─── TEXT PROVIDED

Five years ago, on February 5, 2020, Republican senators acquitted then-president Donald Trump in his first impeachment trial. Trump immediately vowed retaliation against those who tried to hold him accountable before the law for his actions. “It’s payback time,” one Republican said. “He has an enemies list that is growing by the day.”

Now Trump is back in office and purging the government of those he perceives to be his enemies. His administration is purging the Department of Justice, the Federal Bureau of Investigation, and the civil service of anyone deemed insufficiently supportive of the president.

But it is not clear that the 78-year-old Trump is the one calling the shots. Although Trump maintained during his campaign that he had no idea what the right-wing Project 2025 was, multiple media outlets have established that most of his flurry of executive orders appear to have been lifted from the 922-page document. That document is the product of a group of far-right organizations led by the Heritage Foundation, which has ties to Viktor Orbán’s Danube Institute.

This week’s threatened tariff war blew up in Trump’s face. After his vow to put tariffs of 25% on most products from Mexico and Canada sent the stock market plunging, he was left declaring victory over Mexico and Canada after they essentially assured him they would do things they are already doing. In the meantime, as Carl Quintanilla noted today, Trump’s tariffs on products from China are increasing prices in the U.S.

Last night, Trump horrified even his own advisors by saying that the United States would take over Gaza and turn it into a resort area. Jonathan Swan and Maggie Haberman of the New York Times reported today that Trump’s team “had not done even the most basic planning to examine the feasibility of the idea” when Trump blurted it out. “[T]here had been no meetings with the State Department or Pentagon, as would normally occur for any serious foreign policy proposal,” Swan and Haberman wrote, “let alone one of such magnitude. There had been no working groups. The Defense Department had produced no estimates of the troop numbers required, or cost estimates, or even an outline of how it might work. There was little beyond an idea inside the president’s head,” an idea his own officials considered “fantastical even for Mr. Trump.”

Trump’s comments were so badly received in the Middle East that Matthew Gertz of Media Matters wondered if Secretary of State Marco Rubio had ordered additional security for the U.S. diplomatic facilities there.

Today, Trump praised Senator Tommy Tuberville (R-AL) for coaching Kansas City Chiefs quarterback Patrick Mahomes in college, although Mahomes arrived at Texas Tech after Tuberville had already left.

In his important piece “The Logic of Destruction and How to Resist It,” published February 2 in his Thinking about…, scholar of authoritarianism Timothy Snyder reflected on the president’s multiple photo ops signing executive orders to, for example, blame former Democratic presidents Barack Obama and Joe Biden for a plane crash that happened during Trump’s term. Snyder referred to the president as “a befuddled Trump signing ever larger pieces of paper for the cameras.”

──────

- ASSIGNED TASK A
Name every country that the political commentary mentions.
- ASSIGNED TASK B
Update the political commentary from "Five years ago, on" to "of the president.", inclusive, so that "retaliation" becomes "revenge", and write out the revised passage.
The listing that follows has no connection to the political commentary above.

─── MATERIAL SUPPLIED

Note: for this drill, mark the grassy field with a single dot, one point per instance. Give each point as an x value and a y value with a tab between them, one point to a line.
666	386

──────
─── MATERIAL SUPPLIED

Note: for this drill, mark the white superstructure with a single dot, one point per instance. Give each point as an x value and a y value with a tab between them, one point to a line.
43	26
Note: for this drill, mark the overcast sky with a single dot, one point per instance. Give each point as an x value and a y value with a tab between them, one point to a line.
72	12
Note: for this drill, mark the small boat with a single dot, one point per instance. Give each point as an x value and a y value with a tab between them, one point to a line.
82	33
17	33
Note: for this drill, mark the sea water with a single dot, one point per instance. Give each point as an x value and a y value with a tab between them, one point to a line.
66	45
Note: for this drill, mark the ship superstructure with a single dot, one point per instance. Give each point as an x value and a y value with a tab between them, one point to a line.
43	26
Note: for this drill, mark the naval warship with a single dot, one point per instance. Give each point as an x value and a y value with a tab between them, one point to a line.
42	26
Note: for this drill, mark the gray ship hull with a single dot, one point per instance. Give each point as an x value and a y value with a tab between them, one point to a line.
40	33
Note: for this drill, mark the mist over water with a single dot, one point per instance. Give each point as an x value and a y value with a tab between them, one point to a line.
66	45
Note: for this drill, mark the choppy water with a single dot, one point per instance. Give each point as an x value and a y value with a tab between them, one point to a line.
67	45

──────

- RESPONSE BOX A
Mexico, Canada, China, the United States

- RESPONSE BOX B
Five years ago, on February 5, 2020, Republican senators acquitted then-president Donald Trump in his first impeachment trial. Trump immediately vowed revenge against those who tried to hold him accountable before the law for his actions. “It’s payback time,” one Republican said. “He has an enemies list that is growing by the day.”

Now Trump is back in office and purging the government of those he perceives to be his enemies. His administration is purging the Department of Justice, the Federal Bureau of Investigation, and the civil service of anyone deemed insufficiently supportive of the president.